• [What the exercise asks] Every record here needs to be duplicated exactly.

• [Data excerpts]
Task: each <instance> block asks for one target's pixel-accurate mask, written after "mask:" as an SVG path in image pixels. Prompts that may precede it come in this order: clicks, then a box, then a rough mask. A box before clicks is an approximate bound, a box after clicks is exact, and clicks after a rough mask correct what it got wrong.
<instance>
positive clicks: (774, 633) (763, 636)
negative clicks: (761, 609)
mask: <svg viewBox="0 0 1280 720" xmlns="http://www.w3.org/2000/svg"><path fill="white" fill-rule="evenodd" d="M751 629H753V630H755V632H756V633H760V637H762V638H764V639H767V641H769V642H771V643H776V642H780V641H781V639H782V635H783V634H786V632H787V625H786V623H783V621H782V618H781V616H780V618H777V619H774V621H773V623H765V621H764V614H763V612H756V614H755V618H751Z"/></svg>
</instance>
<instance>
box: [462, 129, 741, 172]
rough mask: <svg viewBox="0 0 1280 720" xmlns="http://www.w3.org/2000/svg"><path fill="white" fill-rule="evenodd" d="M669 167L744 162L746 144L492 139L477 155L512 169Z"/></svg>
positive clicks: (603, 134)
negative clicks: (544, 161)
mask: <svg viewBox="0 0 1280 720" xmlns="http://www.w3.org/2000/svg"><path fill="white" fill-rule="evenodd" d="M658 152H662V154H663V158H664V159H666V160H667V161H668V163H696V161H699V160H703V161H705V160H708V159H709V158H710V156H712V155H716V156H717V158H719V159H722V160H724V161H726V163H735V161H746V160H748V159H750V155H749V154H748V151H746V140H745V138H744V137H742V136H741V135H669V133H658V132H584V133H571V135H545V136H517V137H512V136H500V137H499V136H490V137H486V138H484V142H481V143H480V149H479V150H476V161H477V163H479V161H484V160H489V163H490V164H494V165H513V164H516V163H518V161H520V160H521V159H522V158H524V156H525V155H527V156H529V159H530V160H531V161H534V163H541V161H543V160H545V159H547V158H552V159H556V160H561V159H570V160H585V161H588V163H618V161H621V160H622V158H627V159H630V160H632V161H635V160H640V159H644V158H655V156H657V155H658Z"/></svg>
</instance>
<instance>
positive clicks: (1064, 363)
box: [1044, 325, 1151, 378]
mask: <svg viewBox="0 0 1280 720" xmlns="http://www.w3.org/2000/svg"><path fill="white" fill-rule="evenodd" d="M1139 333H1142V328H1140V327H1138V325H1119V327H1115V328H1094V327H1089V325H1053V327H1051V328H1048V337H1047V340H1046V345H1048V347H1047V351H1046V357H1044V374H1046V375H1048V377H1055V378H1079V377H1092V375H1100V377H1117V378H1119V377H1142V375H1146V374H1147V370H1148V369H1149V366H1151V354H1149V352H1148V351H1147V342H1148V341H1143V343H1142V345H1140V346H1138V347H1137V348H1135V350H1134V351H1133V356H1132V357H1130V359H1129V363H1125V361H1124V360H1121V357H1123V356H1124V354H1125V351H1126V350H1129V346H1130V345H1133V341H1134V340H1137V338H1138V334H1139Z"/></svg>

• [Result for this exercise]
Task: each <instance> block asks for one target's pixel-accurate mask, written after "mask:" as an SVG path in image pixels. Prompts that may precede it come in this order: clicks, then a box, then a rough mask. A box before clicks is an approximate bound, a box after clicks is exact, and clicks after a rough mask correct what it got wrong.
<instance>
positive clicks: (774, 633) (763, 636)
negative clicks: (761, 609)
mask: <svg viewBox="0 0 1280 720" xmlns="http://www.w3.org/2000/svg"><path fill="white" fill-rule="evenodd" d="M751 629H753V630H755V632H756V633H760V637H762V638H764V639H767V641H769V642H771V643H776V642H780V641H781V639H782V635H783V634H786V632H787V625H786V623H783V621H782V618H781V616H780V618H777V619H774V621H773V623H765V621H764V614H763V612H756V614H755V618H751Z"/></svg>
</instance>
<instance>
box: [462, 129, 741, 172]
rough mask: <svg viewBox="0 0 1280 720" xmlns="http://www.w3.org/2000/svg"><path fill="white" fill-rule="evenodd" d="M669 167L744 162L746 144L492 139L477 155L512 169Z"/></svg>
positive clicks: (603, 134)
negative clicks: (544, 161)
mask: <svg viewBox="0 0 1280 720" xmlns="http://www.w3.org/2000/svg"><path fill="white" fill-rule="evenodd" d="M658 152H662V154H663V158H664V159H666V160H667V161H668V163H696V161H699V160H703V161H705V160H708V159H709V158H710V156H712V155H716V156H717V158H719V159H722V160H724V161H726V163H735V161H746V160H748V159H750V155H749V154H748V151H746V140H745V138H744V137H742V136H741V135H669V133H658V132H584V133H571V135H545V136H517V137H512V136H500V137H499V136H490V137H486V138H484V142H481V143H480V149H479V150H476V161H477V163H479V161H484V160H489V163H490V164H494V165H513V164H516V163H518V161H520V160H521V159H522V158H524V156H525V155H527V156H529V159H530V160H531V161H534V163H541V161H543V160H545V159H547V158H552V159H556V160H561V159H570V160H585V161H588V163H618V161H621V160H622V158H627V159H630V160H632V161H635V160H640V159H644V158H655V156H657V155H658Z"/></svg>
</instance>
<instance>
positive clicks: (1064, 363)
box: [1044, 325, 1151, 378]
mask: <svg viewBox="0 0 1280 720" xmlns="http://www.w3.org/2000/svg"><path fill="white" fill-rule="evenodd" d="M1139 333H1142V328H1140V327H1138V325H1119V327H1115V328H1094V327H1089V325H1053V327H1051V328H1048V337H1047V340H1046V345H1048V347H1047V351H1046V357H1044V374H1046V375H1048V377H1055V378H1079V377H1092V375H1100V377H1117V378H1119V377H1142V375H1146V374H1147V370H1148V369H1149V366H1151V354H1149V352H1148V351H1147V342H1148V341H1143V343H1142V345H1140V346H1138V347H1137V348H1135V350H1134V351H1133V356H1132V357H1130V359H1129V363H1125V361H1124V360H1121V357H1123V356H1124V354H1125V351H1126V350H1129V346H1130V345H1133V341H1134V340H1137V338H1138V334H1139Z"/></svg>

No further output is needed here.